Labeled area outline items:
****************

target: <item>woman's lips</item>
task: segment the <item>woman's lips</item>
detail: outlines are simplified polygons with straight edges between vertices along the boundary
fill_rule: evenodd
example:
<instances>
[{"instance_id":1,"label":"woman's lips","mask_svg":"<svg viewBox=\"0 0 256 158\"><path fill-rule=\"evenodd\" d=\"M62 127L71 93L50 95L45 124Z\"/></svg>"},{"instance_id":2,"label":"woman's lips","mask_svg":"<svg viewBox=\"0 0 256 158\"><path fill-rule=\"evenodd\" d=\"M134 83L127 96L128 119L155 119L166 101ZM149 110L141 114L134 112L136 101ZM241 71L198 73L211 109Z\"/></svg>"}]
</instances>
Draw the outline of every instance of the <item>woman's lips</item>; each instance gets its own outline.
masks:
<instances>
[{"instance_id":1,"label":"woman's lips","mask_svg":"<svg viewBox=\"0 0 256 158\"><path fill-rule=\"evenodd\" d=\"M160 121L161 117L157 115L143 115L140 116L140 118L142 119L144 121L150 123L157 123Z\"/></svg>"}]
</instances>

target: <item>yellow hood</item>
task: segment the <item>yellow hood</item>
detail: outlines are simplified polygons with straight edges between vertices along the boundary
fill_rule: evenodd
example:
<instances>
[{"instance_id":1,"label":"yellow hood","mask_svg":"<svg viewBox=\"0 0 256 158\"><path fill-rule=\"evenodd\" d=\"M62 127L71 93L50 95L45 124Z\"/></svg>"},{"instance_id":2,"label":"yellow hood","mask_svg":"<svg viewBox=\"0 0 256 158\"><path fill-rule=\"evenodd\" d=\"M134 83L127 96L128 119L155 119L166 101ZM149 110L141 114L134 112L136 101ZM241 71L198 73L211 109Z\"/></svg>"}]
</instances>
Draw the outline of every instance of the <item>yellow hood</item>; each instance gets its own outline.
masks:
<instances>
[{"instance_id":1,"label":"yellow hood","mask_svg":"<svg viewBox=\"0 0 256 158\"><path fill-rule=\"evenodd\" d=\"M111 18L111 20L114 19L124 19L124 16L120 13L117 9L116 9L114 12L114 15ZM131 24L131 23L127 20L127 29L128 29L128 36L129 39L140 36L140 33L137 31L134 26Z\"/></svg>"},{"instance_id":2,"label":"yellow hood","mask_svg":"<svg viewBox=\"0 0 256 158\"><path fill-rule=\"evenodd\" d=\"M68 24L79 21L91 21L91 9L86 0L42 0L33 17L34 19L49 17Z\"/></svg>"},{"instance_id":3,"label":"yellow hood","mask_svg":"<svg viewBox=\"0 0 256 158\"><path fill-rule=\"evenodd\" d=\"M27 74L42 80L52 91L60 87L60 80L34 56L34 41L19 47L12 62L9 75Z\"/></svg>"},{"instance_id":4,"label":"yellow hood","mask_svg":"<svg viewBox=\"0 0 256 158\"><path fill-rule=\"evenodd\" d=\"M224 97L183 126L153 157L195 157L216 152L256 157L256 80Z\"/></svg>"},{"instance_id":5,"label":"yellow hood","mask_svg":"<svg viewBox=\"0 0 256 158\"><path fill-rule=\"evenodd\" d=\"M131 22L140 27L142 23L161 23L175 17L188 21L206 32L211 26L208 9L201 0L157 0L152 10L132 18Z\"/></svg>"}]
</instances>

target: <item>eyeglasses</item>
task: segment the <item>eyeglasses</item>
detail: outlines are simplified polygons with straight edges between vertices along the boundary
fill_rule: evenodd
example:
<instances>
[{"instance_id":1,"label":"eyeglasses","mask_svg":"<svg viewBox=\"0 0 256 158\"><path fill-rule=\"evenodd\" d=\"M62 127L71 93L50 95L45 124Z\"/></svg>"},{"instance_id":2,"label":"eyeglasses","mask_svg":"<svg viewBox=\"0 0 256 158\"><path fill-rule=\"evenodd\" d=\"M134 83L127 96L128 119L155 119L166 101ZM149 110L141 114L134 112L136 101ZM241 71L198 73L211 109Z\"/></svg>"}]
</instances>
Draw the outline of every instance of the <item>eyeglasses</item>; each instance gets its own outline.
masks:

****************

▶ [WHAT IS ASKED] Arrange every line of the records above as a Markdown table with the columns "Row" and "Line," leaving out the blank lines.

▶ [WORKED ANSWER]
| Row | Line |
|---|---|
| 1 | target: <item>woman's lips</item> |
| 2 | task: segment the <item>woman's lips</item> |
| 3 | detail: outlines are simplified polygons with straight edges between vertices along the boundary |
| 4 | fill_rule: evenodd |
| 5 | example: |
| 6 | <instances> |
| 7 | [{"instance_id":1,"label":"woman's lips","mask_svg":"<svg viewBox=\"0 0 256 158\"><path fill-rule=\"evenodd\" d=\"M62 127L71 93L50 95L45 124Z\"/></svg>"},{"instance_id":2,"label":"woman's lips","mask_svg":"<svg viewBox=\"0 0 256 158\"><path fill-rule=\"evenodd\" d=\"M134 83L127 96L128 119L155 119L166 101ZM149 110L141 114L134 112L136 101ZM241 71L198 73L211 109Z\"/></svg>"}] |
| 8 | </instances> |
| 9 | Draw the outline of every instance of the <item>woman's lips</item>; each instance gets its own outline. |
| 10 | masks: |
| 11 | <instances> |
| 12 | [{"instance_id":1,"label":"woman's lips","mask_svg":"<svg viewBox=\"0 0 256 158\"><path fill-rule=\"evenodd\" d=\"M160 121L161 117L157 115L143 115L140 116L140 118L142 119L144 121L150 123L157 123Z\"/></svg>"}] |
| 13 | </instances> |
| 14 | target: <item>yellow hood</item> |
| 15 | task: segment the <item>yellow hood</item> |
| 16 | detail: outlines are simplified polygons with straight edges between vertices along the boundary |
| 17 | fill_rule: evenodd |
| 18 | example: |
| 19 | <instances> |
| 20 | [{"instance_id":1,"label":"yellow hood","mask_svg":"<svg viewBox=\"0 0 256 158\"><path fill-rule=\"evenodd\" d=\"M62 127L71 93L50 95L45 124Z\"/></svg>"},{"instance_id":2,"label":"yellow hood","mask_svg":"<svg viewBox=\"0 0 256 158\"><path fill-rule=\"evenodd\" d=\"M134 83L127 96L128 119L155 119L166 101ZM149 110L141 114L134 112L136 101ZM241 71L198 73L211 109Z\"/></svg>"}] |
| 21 | </instances> |
| 22 | Draw the outline of every instance of the <item>yellow hood</item>; each instance gets its own outline. |
| 23 | masks: |
| 24 | <instances> |
| 25 | [{"instance_id":1,"label":"yellow hood","mask_svg":"<svg viewBox=\"0 0 256 158\"><path fill-rule=\"evenodd\" d=\"M111 18L111 20L114 19L124 19L124 16L120 13L117 9L116 9L114 12L114 15ZM131 24L131 23L127 20L127 29L128 29L128 36L129 39L140 36L140 33L137 31L134 26Z\"/></svg>"},{"instance_id":2,"label":"yellow hood","mask_svg":"<svg viewBox=\"0 0 256 158\"><path fill-rule=\"evenodd\" d=\"M68 24L79 21L91 21L91 9L86 0L42 0L33 17L34 19L49 17Z\"/></svg>"},{"instance_id":3,"label":"yellow hood","mask_svg":"<svg viewBox=\"0 0 256 158\"><path fill-rule=\"evenodd\" d=\"M27 74L42 80L52 91L60 87L60 80L34 56L34 41L19 47L12 62L9 75Z\"/></svg>"},{"instance_id":4,"label":"yellow hood","mask_svg":"<svg viewBox=\"0 0 256 158\"><path fill-rule=\"evenodd\" d=\"M224 97L183 126L153 157L195 157L216 152L256 157L256 80Z\"/></svg>"},{"instance_id":5,"label":"yellow hood","mask_svg":"<svg viewBox=\"0 0 256 158\"><path fill-rule=\"evenodd\" d=\"M131 22L140 27L142 23L161 23L175 17L188 21L206 32L211 26L208 9L201 0L157 0L152 10L132 18Z\"/></svg>"}] |
| 26 | </instances> |
| 27 | target: <item>eyeglasses</item> |
| 28 | task: segment the <item>eyeglasses</item> |
| 29 | detail: outlines are simplified polygons with straight edges between vertices along the boundary |
| 30 | fill_rule: evenodd |
| 31 | example: |
| 32 | <instances> |
| 33 | [{"instance_id":1,"label":"eyeglasses","mask_svg":"<svg viewBox=\"0 0 256 158\"><path fill-rule=\"evenodd\" d=\"M62 127L71 93L50 95L45 124Z\"/></svg>"},{"instance_id":2,"label":"eyeglasses","mask_svg":"<svg viewBox=\"0 0 256 158\"><path fill-rule=\"evenodd\" d=\"M134 83L127 96L128 119L155 119L166 101ZM149 110L141 114L134 112L136 101ZM241 71L198 73L211 109Z\"/></svg>"}] |
| 34 | </instances> |
| 35 | Draw the outline of every instance of the <item>eyeglasses</item>; each instance gets its own outline. |
| 36 | masks: |